GIVEN PROBLEM: Identify every line in the data below that contains the word "white", and copy each of those lines. Case counts, so match the word only where its capitalization is identical.

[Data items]
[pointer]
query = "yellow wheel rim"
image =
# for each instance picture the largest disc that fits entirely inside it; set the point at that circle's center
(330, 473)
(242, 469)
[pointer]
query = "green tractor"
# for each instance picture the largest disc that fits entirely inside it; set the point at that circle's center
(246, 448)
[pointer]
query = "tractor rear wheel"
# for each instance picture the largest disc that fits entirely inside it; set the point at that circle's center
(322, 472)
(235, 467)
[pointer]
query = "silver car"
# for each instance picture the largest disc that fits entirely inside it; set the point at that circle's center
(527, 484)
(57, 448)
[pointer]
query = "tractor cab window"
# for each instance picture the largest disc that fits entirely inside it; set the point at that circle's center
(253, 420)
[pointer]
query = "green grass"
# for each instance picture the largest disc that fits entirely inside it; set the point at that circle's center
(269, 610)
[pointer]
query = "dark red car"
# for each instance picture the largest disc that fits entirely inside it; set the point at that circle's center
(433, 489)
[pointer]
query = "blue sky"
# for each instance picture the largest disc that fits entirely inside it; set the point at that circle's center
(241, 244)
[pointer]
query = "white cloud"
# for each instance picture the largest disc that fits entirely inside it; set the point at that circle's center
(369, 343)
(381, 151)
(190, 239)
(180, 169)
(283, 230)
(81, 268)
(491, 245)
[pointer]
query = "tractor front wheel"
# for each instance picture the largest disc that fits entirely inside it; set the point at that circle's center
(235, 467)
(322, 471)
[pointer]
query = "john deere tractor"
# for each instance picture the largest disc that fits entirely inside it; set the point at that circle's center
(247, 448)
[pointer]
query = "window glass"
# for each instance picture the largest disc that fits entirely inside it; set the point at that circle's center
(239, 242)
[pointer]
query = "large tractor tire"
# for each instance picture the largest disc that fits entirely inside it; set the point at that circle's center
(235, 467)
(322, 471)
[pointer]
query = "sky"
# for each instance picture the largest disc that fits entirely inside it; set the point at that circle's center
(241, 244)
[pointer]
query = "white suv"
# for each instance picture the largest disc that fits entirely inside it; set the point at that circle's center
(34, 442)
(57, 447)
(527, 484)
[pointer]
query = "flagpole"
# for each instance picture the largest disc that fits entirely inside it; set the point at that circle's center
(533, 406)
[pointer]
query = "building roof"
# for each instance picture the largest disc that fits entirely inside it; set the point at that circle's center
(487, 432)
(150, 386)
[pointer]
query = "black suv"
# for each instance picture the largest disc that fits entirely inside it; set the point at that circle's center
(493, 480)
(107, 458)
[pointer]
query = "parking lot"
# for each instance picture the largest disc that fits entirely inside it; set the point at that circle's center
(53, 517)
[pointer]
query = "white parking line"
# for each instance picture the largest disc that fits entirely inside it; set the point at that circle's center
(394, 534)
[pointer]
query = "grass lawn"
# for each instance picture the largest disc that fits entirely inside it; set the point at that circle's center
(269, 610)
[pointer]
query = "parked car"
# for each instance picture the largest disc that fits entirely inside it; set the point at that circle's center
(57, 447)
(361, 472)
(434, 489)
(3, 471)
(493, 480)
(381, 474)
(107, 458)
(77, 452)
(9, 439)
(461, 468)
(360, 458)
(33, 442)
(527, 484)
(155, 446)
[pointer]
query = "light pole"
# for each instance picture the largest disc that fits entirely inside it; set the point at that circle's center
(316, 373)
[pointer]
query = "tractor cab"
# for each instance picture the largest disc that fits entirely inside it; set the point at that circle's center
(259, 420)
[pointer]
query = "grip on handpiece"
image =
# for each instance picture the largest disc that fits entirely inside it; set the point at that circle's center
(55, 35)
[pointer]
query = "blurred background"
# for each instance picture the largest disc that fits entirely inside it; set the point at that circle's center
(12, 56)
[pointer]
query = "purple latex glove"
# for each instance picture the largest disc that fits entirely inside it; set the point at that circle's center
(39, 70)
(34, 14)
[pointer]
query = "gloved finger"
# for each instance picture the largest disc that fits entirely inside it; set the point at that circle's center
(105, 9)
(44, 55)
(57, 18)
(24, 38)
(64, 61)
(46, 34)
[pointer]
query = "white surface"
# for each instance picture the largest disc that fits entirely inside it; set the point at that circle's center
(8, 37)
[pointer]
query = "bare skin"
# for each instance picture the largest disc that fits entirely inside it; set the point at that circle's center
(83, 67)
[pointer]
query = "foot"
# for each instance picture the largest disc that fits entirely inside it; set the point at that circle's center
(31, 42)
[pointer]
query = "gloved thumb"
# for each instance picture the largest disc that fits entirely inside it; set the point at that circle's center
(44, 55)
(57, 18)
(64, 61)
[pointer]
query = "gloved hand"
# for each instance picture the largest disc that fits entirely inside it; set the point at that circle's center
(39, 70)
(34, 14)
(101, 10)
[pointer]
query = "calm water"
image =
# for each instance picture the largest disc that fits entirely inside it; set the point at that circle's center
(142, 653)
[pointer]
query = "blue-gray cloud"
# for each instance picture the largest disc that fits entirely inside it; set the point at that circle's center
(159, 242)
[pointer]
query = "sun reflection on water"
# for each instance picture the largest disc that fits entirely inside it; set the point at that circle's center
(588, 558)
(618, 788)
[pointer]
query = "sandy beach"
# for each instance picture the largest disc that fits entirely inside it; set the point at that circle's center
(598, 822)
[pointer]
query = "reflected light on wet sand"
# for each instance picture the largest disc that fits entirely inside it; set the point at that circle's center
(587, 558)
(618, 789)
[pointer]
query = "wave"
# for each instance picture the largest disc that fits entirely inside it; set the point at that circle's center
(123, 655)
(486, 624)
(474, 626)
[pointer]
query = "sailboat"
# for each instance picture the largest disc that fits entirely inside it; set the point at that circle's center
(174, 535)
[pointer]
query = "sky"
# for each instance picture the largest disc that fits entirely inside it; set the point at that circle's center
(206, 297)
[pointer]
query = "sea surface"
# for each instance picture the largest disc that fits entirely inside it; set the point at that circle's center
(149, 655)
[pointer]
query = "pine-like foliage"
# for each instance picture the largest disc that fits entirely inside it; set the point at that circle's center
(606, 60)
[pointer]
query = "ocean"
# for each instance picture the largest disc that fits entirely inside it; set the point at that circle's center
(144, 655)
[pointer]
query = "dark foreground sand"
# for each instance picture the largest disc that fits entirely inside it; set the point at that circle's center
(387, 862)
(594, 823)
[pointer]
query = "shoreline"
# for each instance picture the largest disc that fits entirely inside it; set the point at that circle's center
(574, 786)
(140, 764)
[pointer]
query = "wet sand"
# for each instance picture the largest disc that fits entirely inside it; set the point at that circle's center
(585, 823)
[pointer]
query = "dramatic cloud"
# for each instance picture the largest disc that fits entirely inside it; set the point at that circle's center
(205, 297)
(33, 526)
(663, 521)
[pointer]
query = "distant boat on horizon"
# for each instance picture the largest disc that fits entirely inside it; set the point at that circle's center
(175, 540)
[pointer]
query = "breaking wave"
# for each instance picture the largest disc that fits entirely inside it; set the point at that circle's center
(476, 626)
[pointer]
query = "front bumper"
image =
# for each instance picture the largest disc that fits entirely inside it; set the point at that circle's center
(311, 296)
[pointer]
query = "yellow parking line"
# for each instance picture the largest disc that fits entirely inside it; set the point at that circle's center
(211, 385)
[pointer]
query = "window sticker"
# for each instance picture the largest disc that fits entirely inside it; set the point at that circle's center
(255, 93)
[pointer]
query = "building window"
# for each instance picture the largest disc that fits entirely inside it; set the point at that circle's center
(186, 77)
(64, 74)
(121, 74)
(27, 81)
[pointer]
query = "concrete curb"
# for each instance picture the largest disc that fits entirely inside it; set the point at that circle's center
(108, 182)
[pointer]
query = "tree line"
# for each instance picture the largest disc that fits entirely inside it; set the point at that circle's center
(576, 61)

OUTPUT OF THE EXERCISE:
query = "white cloud"
query = "white suv"
query = "white parking line"
query = "white surface"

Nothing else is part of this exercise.